DATA IN THIS EXERCISE:
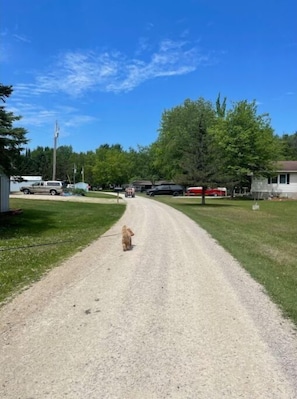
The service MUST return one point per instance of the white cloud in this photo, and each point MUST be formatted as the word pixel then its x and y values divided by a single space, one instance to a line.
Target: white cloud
pixel 22 38
pixel 76 73
pixel 39 116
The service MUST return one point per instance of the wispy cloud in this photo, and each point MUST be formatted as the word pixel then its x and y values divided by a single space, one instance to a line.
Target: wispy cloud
pixel 39 116
pixel 22 38
pixel 76 73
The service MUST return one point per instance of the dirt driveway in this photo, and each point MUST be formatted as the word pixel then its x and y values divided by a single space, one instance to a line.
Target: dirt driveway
pixel 176 317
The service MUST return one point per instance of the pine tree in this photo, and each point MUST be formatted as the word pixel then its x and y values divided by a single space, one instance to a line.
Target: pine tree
pixel 12 138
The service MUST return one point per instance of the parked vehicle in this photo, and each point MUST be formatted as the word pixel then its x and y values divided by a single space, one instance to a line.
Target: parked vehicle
pixel 166 189
pixel 52 187
pixel 130 192
pixel 215 192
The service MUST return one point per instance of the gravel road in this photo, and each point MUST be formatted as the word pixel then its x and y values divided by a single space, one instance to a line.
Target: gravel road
pixel 176 317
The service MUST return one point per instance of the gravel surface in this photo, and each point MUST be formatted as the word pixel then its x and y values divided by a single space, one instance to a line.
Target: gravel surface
pixel 176 317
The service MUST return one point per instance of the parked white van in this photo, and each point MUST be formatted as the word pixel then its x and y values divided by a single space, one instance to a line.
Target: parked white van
pixel 52 187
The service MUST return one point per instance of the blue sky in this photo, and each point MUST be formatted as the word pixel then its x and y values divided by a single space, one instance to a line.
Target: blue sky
pixel 107 69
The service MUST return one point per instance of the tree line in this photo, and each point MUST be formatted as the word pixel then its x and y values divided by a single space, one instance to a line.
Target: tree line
pixel 199 143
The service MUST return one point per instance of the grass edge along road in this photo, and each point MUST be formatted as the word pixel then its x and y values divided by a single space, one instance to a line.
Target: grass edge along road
pixel 45 234
pixel 263 241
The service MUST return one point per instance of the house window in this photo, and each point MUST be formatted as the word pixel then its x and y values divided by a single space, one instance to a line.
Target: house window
pixel 284 178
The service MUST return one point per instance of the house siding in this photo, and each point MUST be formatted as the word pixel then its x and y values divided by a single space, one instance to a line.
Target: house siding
pixel 261 188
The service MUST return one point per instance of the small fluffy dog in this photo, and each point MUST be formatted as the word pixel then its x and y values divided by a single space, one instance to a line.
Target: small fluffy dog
pixel 126 238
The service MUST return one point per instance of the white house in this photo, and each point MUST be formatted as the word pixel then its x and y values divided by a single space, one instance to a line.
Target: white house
pixel 283 184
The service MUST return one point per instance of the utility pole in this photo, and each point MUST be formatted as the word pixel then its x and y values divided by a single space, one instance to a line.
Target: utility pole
pixel 56 135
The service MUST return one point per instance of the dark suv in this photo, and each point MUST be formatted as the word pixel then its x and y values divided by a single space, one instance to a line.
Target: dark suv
pixel 166 189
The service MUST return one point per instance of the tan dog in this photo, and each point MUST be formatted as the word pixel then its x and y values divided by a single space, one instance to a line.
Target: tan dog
pixel 126 238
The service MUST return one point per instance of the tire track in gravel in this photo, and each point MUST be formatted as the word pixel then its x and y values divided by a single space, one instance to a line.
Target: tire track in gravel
pixel 176 317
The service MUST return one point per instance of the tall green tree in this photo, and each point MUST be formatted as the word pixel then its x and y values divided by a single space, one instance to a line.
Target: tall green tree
pixel 247 142
pixel 112 166
pixel 288 144
pixel 186 149
pixel 12 139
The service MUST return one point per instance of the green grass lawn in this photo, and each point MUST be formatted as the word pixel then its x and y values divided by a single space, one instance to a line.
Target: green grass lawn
pixel 263 241
pixel 44 234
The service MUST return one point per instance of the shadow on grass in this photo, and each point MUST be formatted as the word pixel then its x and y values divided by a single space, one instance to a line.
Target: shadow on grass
pixel 204 205
pixel 30 222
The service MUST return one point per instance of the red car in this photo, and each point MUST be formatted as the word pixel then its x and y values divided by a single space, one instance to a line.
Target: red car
pixel 215 192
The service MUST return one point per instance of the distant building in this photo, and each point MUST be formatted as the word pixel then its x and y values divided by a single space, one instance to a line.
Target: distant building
pixel 283 184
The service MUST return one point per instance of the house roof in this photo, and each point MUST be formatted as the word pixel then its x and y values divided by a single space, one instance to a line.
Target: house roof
pixel 287 166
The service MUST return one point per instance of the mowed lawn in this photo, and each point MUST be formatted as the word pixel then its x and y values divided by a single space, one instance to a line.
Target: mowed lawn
pixel 46 233
pixel 264 241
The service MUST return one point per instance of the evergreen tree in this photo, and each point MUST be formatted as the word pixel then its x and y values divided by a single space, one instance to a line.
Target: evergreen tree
pixel 12 138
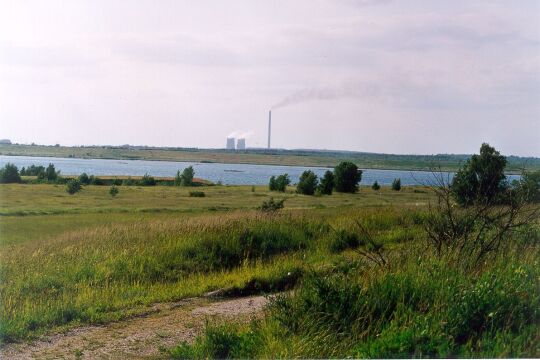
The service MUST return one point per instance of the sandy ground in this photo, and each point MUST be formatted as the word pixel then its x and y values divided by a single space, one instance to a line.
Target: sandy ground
pixel 165 326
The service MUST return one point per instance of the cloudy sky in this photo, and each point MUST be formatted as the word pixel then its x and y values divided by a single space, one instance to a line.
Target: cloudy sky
pixel 378 76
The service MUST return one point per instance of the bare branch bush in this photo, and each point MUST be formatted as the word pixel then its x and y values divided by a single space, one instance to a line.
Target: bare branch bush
pixel 468 235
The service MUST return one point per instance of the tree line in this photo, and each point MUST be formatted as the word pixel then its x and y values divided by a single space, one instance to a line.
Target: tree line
pixel 345 179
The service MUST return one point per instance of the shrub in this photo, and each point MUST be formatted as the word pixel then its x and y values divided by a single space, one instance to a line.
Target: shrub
pixel 481 179
pixel 84 179
pixel 271 205
pixel 346 177
pixel 94 180
pixel 51 174
pixel 396 184
pixel 308 183
pixel 327 183
pixel 197 194
pixel 128 182
pixel 343 240
pixel 279 183
pixel 10 174
pixel 113 190
pixel 147 180
pixel 185 178
pixel 73 186
pixel 33 170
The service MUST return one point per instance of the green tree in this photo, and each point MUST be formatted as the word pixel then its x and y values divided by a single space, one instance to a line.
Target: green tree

EXERCISE: Give all the lines above as a Markdown table with two columns, Number and Line, numbering each line and leaving out any blank ones. Don't include the pictures.

WRITTEN SOLUTION:
| Number | Line |
|---|---|
| 1 | The service MUST return one point per instance of the white cloud in this photo, and each point MUST be formatted as the word pixel then its x and y values divided by a single space, one instance to a line. |
| 2 | Target: white cloud |
| 3 | pixel 22 38 |
| 4 | pixel 76 73 |
| 5 | pixel 39 116 |
| 6 | The service MUST return one point per instance of the wispy cloud in this photo, and each point MUST be formatted as the word pixel then its x and y values divided by a single space, one instance to a line. |
| 7 | Target: wispy cloud |
| 8 | pixel 39 116 |
| 9 | pixel 22 38 |
| 10 | pixel 76 73 |
| 11 | The service MUST return one point per instance of the dirt driveway in this photo, and each point MUST be formatted as the word pixel then its x and y values divided by a single space, one instance to a line. |
| 12 | Target: dirt driveway |
| 13 | pixel 176 317 |
| 14 | The service MUST return one point per instance of the pine tree in this photo, and each point MUST be formatted as the word pixel then its x and y values divided by a single space, one instance to a line. |
| 15 | Target: pine tree |
| 16 | pixel 12 138 |
| 17 | The service MUST return one point per instance of the parked vehicle in this photo, and each point MUST be formatted as the word pixel then its x and y values divided by a single space, one instance to a line. |
| 18 | Target: parked vehicle |
| 19 | pixel 166 189 |
| 20 | pixel 52 187 |
| 21 | pixel 130 192 |
| 22 | pixel 215 192 |
| 23 | The service MUST return one point per instance of the gravel road in this photo, and each point MUST be formatted as the word pixel then its x and y values divided by a single space, one instance to a line. |
| 24 | Target: gravel road |
| 25 | pixel 176 317 |
| 26 | The service MUST return one point per instance of the gravel surface in this photo, and each point MUST be formatted as the word pixel then its x and y values divided by a single space, one instance to a line. |
| 27 | Target: gravel surface |
| 28 | pixel 176 317 |
| 29 | The service MUST return one point per instance of the parked white van in this photo, and each point MUST be formatted as the word pixel then its x and y values divided by a single space, one instance to a line. |
| 30 | Target: parked white van |
| 31 | pixel 52 187 |
| 32 | The service MUST return one point per instance of the blue sky in this photo, and each point MUST be formatted as the word pixel then its x and y values divided by a single space, one instance to a line. |
| 33 | Target: blue sky |
| 34 | pixel 107 69 |
| 35 | The service MUST return one point per instance of the tree line in this photo, and each point MUST be formatted as the word pixel then its x and y values divided by a single space, one instance to a line. |
| 36 | Target: tree line |
| 37 | pixel 199 143 |
| 38 | The service MUST return one point per instance of the grass edge along road in this photo, and each point MUST be formatted as the word pixel then its x and y values divided by a single space, one instance to a line. |
| 39 | Target: grass edge along road |
| 40 | pixel 45 234 |
| 41 | pixel 263 241 |
| 42 | The service MUST return one point per instance of the house window in this photo, and each point MUST be formatted as the word pixel then its x and y values divided by a single space, one instance to a line. |
| 43 | Target: house window |
| 44 | pixel 284 178 |
| 45 | The service MUST return one point per instance of the house siding in this photo, and each point MUST be formatted as the word pixel then its x and y values divided by a single space, one instance to a line. |
| 46 | Target: house siding |
| 47 | pixel 261 188 |
| 48 | The service MUST return one point per instance of the small fluffy dog in this photo, and each point MUST be formatted as the word pixel then its x and y values divided by a single space, one instance to a line. |
| 49 | Target: small fluffy dog |
| 50 | pixel 126 238 |
| 51 | The service MUST return one point per instance of the white house in this photo, and each point MUST be formatted as the word pixel then its x and y values divided by a single space, one instance to a line. |
| 52 | Target: white house |
| 53 | pixel 283 184 |
| 54 | The service MUST return one point per instance of the utility pole in this photo, and each point MUST be formatted as the word pixel then its x and y values divided by a single space, one instance to a line. |
| 55 | Target: utility pole |
| 56 | pixel 56 135 |
| 57 | The service MUST return one point per instance of the dark suv in this photo, and each point MUST be formatted as the word pixel then its x and y values divided by a single space, one instance to a line. |
| 58 | Target: dark suv |
| 59 | pixel 166 189 |
| 60 | The service MUST return one point per instance of the tan dog in this photo, and each point MUST be formatted as the word pixel then its x and y values divided by a single space, one instance to a line. |
| 61 | Target: tan dog |
| 62 | pixel 126 238 |
| 63 | The service MUST return one point per instance of the tire track in gravel in this photo, and each point MUST be formatted as the word pixel then its x and y values divided by a single space, one instance to a line. |
| 64 | Target: tire track in gravel |
| 65 | pixel 176 317 |
| 66 | The service MUST return one point per instance of the tall green tree in this photo, and each point MUST be formatted as the word pixel then its x and y values divided by a single space, one instance to a line. |
| 67 | Target: tall green tree |
| 68 | pixel 247 142 |
| 69 | pixel 112 166 |
| 70 | pixel 288 144 |
| 71 | pixel 186 149 |
| 72 | pixel 12 139 |
| 73 | The service MUST return one point per instance of the green grass lawn in this photo, and each point MUST be formatted as the word pixel then its x and y values divided by a single space, one instance to a line. |
| 74 | Target: green grass lawn |
| 75 | pixel 263 241 |
| 76 | pixel 44 234 |
| 77 | The service MUST return one point per instance of the shadow on grass in this photo, and each point MUST be formatted as the word pixel then its x and y values divided by a single space, one instance to a line. |
| 78 | Target: shadow on grass |
| 79 | pixel 204 205 |
| 80 | pixel 30 222 |
| 81 | The service MUST return one point per instance of the red car in this photo, and each point MUST be formatted as the word pixel then its x and y values divided by a single space, one instance to a line. |
| 82 | Target: red car |
| 83 | pixel 215 192 |
| 84 | The service MUST return one point per instance of the distant building in this photo, and each point MUST be formatted as the word pixel then its x and y values divided by a single space, one instance to a line. |
| 85 | Target: distant building |
| 86 | pixel 283 184 |
| 87 | The service MUST return one point per instance of the house roof in this photo, and each point MUST be formatted as the word pixel then its x and y values divided by a single space, one instance to a line. |
| 88 | Target: house roof |
| 89 | pixel 287 166 |
| 90 | The service MUST return one point per instance of the mowed lawn in this photo, and each point MUST be formatted as the word pixel then its x and y values divided by a single space, one instance to a line. |
| 91 | Target: mowed lawn |
| 92 | pixel 46 233 |
| 93 | pixel 264 241 |
| 94 | The service MUST return one point per instance of the evergreen tree in this photo, and each point MUST be formatted as the word pixel then its x and y values divided by a single space, one instance to a line. |
| 95 | Target: evergreen tree |
| 96 | pixel 12 138 |
| 97 | The service MUST return one point per instance of the sandy ground in this photo, and each point MUST be formatted as the word pixel then its x and y values divided by a single space, one instance to a line. |
| 98 | Target: sandy ground |
| 99 | pixel 165 326 |
| 100 | The service MUST return one point per instance of the cloudy sky in this photo, and each point MUST be formatted as the word pixel then its x and y values divided by a single space, one instance to a line. |
| 101 | Target: cloudy sky |
| 102 | pixel 378 76 |
| 103 | The service MUST return one point per instance of the bare branch bush in this photo, and each point MUST be formatted as the word pixel then its x and y values divided by a single space, one instance to a line. |
| 104 | Target: bare branch bush |
| 105 | pixel 468 235 |
| 106 | The service MUST return one point per instance of the tree line in this photo, and each point MUST be formatted as the word pixel then its x and y values divided by a single space, one instance to a line. |
| 107 | Target: tree line |
| 108 | pixel 345 179 |
| 109 | The service MUST return one point per instance of the shrub in this photo, and each point MUST be formatted as the word pixel then its x and y values divided by a single space, one instance to a line. |
| 110 | Target: shrub |
| 111 | pixel 481 179 |
| 112 | pixel 84 179 |
| 113 | pixel 271 205 |
| 114 | pixel 346 177 |
| 115 | pixel 94 180 |
| 116 | pixel 51 174 |
| 117 | pixel 396 184 |
| 118 | pixel 308 183 |
| 119 | pixel 327 183 |
| 120 | pixel 197 194 |
| 121 | pixel 128 182 |
| 122 | pixel 343 240 |
| 123 | pixel 279 183 |
| 124 | pixel 10 174 |
| 125 | pixel 113 190 |
| 126 | pixel 147 180 |
| 127 | pixel 185 178 |
| 128 | pixel 73 186 |
| 129 | pixel 33 170 |
| 130 | The service MUST return one point per instance of the green tree in this photo, and each point MUST be formatted as the word pixel then its x and y values divided by a single space, one instance to a line. |
| 131 | Target: green tree |